EXTRAIT CHOISI
>>>>
Depuis quelques années, la France connaît une profonde remise en question de son modèle d'intégration qui découle des fondements-même de la République. Cette remise en question provient de lieux et de groupes divers constitués pour leur grande majorité de personnes liées à l'immigration postcoloniale (associations de harkis, d'anciens colonisés), mais surtout de leurs descendants, nés sur le sol français, qui regrettent de ne pas se voir considérés comme français à part entière et qui dénoncent les discriminations dont ils sont victimes ; de l'Etat français, même si cela peut paraître contradictoire, à travers la constitution d'un arsenal juridique fort voué à combattre ces mêmes discriminations et le racisme ; ainsi que du monde intellectuel avec un grand nombre d'ouvrages développant cette question.
L' « affaire du foulard islamique » ainsi que la « crise des banlieues », survenue à la toute fin du mois d'octobre 2005, ont montré à quel point les populations issues de l'immigration postcoloniale demandaient à ce que leur colère face au non-respect de leurs droits à l'égalité et à la différence soit entendue au sein de l'espace politique et public. La France, selon eux, ne leur laisserait pas le droit d'exprimer leurs particularités culturelles, d'être fiers de l'héritage légué par leurs parents, d'origine étrangère, et qui fondent en partie leur identité, sans remettre en question leur appartenance à la société française. De plus, ils se sentent victimes d'un racisme latent mais qui n'en serait pas moins bien concret, qui serait la cause de leurs difficultés à parvenir à trouver un emploi, un logement, à fonder un foyer sécurisé.
<<<<
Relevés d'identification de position
>>>>
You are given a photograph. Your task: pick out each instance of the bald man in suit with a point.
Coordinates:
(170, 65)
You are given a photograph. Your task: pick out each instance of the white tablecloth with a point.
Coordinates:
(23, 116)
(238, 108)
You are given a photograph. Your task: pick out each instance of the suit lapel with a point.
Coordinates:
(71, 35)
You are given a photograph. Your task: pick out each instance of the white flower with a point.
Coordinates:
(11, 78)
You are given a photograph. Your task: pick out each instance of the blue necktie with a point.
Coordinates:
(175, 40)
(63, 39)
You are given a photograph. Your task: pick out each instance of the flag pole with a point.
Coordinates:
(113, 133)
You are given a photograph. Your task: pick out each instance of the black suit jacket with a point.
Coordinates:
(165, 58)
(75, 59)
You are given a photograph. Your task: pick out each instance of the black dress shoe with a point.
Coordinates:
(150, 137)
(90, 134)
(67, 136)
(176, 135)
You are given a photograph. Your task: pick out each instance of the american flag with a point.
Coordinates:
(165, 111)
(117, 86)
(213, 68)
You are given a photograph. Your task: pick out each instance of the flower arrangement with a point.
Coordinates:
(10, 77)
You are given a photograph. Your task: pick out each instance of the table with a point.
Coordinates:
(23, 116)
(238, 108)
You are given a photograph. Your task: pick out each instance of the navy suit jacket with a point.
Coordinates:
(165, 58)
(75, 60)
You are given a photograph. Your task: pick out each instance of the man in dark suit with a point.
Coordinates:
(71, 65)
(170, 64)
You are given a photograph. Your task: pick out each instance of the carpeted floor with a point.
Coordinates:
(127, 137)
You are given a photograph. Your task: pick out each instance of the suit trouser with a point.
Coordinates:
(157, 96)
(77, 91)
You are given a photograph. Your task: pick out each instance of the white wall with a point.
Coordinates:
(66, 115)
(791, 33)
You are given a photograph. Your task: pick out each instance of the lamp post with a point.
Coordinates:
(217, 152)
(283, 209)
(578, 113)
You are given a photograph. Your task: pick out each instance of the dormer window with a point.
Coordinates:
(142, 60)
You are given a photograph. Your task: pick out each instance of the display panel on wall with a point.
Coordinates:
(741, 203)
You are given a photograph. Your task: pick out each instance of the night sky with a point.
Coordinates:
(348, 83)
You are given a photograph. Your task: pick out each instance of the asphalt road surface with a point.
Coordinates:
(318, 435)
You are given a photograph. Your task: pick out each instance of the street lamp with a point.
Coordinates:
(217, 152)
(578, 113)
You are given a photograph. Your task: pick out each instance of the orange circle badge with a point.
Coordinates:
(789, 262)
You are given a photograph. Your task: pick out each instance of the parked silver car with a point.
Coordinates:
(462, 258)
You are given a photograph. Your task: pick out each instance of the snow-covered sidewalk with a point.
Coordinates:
<<<<
TRAVAIL DEMANDÉ
1. Recopiez fidèlement le passage du texte sur le modèle d'intégration français qui commence par « Depuis quelques années, la » et se poursuit jusqu'à « développant cette question. ».
2. D'après le texte sur le modèle d'intégration français, quand la « crise des banlieues » est-elle survenue ?

LES RÉPONSES
1.
Depuis quelques années, la France connaît une profonde remise en question de son modèle d'intégration qui découle des fondements-même de la République. Cette remise en question provient de lieux et de groupes divers constitués pour leur grande majorité de personnes liées à l'immigration postcoloniale (associations de harkis, d'anciens colonisés), mais surtout de leurs descendants, nés sur le sol français, qui regrettent de ne pas se voir considérés comme français à part entière et qui dénoncent les discriminations dont ils sont victimes ; de l'Etat français, même si cela peut paraître contradictoire, à travers la constitution d'un arsenal juridique fort voué à combattre ces mêmes discriminations et le racisme ; ainsi que du monde intellectuel avec un grand nombre d'ouvrages développant cette question.

2. À la toute fin du mois d'octobre 2005.